═════ Provided passage ═════
Monday, August 23, 2010

The Casual Business

There was a time not so long ago that video game difficulty did not run on an “easy” to “hard” spectrum. We did not even use the words “easy” or “hard” at all; we said “the game moderately dislikes me” or “the game hates me”.

Developers did not treat the player as an audience to be appeased, but rather an opponent who had to be crushed at every turn. You didn’t buy a new cartridge with the expectation of reaching the credits sequence- that privilege was reserved for only a few fanatical souls. The modern player might be befuddled by this notion. Why should a game so actively try to discourage you when the developer has already taken your money? Did these developers act out of spite? Was it out of a pure, visceral hatred for the player who imposed himself upon their creation? No. They knew something that we as players did not. They knew that challenge, hopelessness, and frustration built character.

All of that seems poised to change. With the video game playing demographic expanding further and further, games have moved towards “accessibility” and shied away from all that is pointless and irritating. They want you to buy more games and to do that they make sure you can jump right in, win, and quickly move on to a new conquest. These designers actually want you to experience all of the content they spent so much time designing. But I know the truth- and it is a truth that few can accept: you may have paid for that content, but you did nothing to earn it.

As a result, a significant portion of gamers are now being denied “character” in exchange for an inflated sense of self worth and a lifetime of healthier confidence. Something has to be done about this.

I harbor no resentment towards either the developers or the gamers. After all, the games of old are not dead; they are still being crafted by artisans who cling to the old ways. But “difficult” has become a niche market, and so the gaming world itself has been rent asunder. Those we call gamers now fall into two camps under the somewhat inappropriate, self-deprecating monikers “casual” and “hardcore”.

What disturbs me is not the existence of separate identities, but rather the rigidity of it all. A lowly casual gamer can never hope to move up in society and become a hardcore gamer. And of course a hardcore gamer could never be seen fraternizing with casual filth.

My hope is not to make difficult gaming more elitist, but rather to bridge the gap and bring over those poor lost casual souls. Johnny Outlaw aspires to this. And to do it, we will introduce two different gameplay modes: Man and Boy mode.
═════ Information supplied ═════
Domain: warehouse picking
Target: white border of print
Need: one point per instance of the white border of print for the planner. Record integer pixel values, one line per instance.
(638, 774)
═════
* **Things to do**:
1. Reproduce word for word the section of the video game difficulty post that begins at "My hope is not" and stops after "and Boy mode.".
2. Extend the post about casual and hardcore gaming, picking up after its final sentence.

* **Responses in order**:
1.
My hope is not to make difficult gaming more elitist, but rather to bridge the gap and bring over those poor lost casual souls. Johnny Outlaw aspires to this. And to do it, we will introduce two different gameplay modes: Man and Boy mode.

2.
This is not simply “easy” and “hard” with different names. Difficulty levels miss the point. It’s never been about being hard for the sake of hardness. It’s about making the player a better person and building that character. To do that, you can’t alienate the casual gamer. You want to offer him the casual things he desires, but make them come at a price. Take away the ego boost that comes with winning on easy mode. Take away that sense of self worth. Don’t call him a man. Call him what he is: a boy. A “casual” player is a hardcore loser, and he should be always reminded of this.

Perhaps you all remember a little game called God of War. God of War always asked the hard mode players if they would like to switch to easy when they died. It is this kind of heartless ridicule that builds the most character of all. They pioneered this great mission. Where God of War went wrong is that while the hard mode player should be mocked relentlessly for failure, the easy mode player is a failure by default. Give him the scorn he deserves!

But the most important part of Boy mode is not the ridicule. It’s not about breaking people down. It’s not even about building them up. It’s about letting them build themselves up. See, what’s important is the subtle implication that a boy can hope to become a man. And even more important than that is the implication that becoming a man doesn’t make you special or good. Every boy is expected to become a man. All it means is that you weren’t a disappointment. And that is the experience I want to give every gamer. I want them to know that at the end of the day, as long as they completed Johnny Outlaw’s Man mode, they were not a disappointment.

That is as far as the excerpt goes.